### Request 1
Which lines in the rows below contain the word "coffee"? Return each of those lines, treating case as significant.

About Us

The Cape May Wildlife Guide and Cape May Plant Guide are part of a project headed by Mike Crewe, in collaboration with a number of other naturalists in South Jersey. The aim of the project is to provide a readily-accessible, online resource to allow the wider public to identify the natural history of the region.

The guide is being developed alongside the Cape May Mapping Project, a project that aims to produce a distributional atlas of the plants, mammals, reptiles, amphibians, dragonflies and butterflies of the region - all groups that are relatively easy to identify and survey, but which have not been properly assessed for many years - if at all. While much work is carried out in an on-going process to monitor rare species, little is done to monitor the populations of more common species - species which may be common or widespread today but could soon be threatened by continuing development as part of an ever-growing human population.

Stored entries:
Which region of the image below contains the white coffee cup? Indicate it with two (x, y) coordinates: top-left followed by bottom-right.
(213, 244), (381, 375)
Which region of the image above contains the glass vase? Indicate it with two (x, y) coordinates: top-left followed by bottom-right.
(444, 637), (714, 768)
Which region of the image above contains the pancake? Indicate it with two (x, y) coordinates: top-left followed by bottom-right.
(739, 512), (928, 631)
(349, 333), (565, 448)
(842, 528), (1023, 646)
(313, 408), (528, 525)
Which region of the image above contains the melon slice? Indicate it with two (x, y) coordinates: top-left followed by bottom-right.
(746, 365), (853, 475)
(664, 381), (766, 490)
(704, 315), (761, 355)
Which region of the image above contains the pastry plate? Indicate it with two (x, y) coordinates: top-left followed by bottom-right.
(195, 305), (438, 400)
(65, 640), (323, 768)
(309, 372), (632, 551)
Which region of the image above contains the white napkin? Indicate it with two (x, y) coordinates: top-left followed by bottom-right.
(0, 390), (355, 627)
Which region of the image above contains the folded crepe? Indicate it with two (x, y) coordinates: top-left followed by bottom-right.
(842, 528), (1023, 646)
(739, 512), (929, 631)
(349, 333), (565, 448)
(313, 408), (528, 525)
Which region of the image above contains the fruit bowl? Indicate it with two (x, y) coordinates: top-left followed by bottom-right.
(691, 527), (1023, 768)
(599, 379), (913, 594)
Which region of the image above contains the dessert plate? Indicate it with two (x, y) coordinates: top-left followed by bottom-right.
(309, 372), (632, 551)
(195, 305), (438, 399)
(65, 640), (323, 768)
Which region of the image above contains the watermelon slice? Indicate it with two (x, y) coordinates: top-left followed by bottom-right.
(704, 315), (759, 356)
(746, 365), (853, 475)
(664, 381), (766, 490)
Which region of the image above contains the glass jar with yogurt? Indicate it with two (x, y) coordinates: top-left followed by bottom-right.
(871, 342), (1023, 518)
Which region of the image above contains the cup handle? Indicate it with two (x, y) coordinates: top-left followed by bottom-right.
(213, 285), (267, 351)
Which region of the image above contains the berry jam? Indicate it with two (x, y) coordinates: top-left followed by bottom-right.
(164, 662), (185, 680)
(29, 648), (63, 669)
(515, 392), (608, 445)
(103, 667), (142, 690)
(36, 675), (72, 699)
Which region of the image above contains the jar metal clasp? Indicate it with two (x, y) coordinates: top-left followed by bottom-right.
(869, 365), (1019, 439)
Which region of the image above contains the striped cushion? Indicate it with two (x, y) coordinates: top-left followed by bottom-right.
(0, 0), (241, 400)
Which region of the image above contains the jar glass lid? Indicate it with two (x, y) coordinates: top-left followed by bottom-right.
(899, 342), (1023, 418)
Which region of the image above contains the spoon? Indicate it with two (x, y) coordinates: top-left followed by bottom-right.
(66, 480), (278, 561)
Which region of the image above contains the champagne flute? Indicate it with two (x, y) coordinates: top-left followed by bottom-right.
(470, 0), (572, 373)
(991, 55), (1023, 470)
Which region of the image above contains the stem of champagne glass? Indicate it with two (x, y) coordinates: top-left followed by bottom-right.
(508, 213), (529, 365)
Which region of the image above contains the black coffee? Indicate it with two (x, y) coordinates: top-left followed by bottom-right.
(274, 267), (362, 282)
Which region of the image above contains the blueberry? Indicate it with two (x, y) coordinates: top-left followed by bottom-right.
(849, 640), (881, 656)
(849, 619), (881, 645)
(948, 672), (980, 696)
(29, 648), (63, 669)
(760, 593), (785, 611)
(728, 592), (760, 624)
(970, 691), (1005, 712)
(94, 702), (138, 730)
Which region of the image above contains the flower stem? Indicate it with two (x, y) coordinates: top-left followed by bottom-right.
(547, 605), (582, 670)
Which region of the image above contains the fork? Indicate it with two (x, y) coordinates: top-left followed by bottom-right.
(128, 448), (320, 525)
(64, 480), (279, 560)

### Request 2
According to the About Us page, who heads the project that includes the Cape May Wildlife Guide?

### Solution 1
Which region of the image below contains the white coffee cup? Indicate it with two (x, y) coordinates: top-left followed by bottom-right.
Which region of the image above contains the black coffee? Indicate it with two (x, y) coordinates: top-left followed by bottom-right.

### Solution 2
Mike Crewe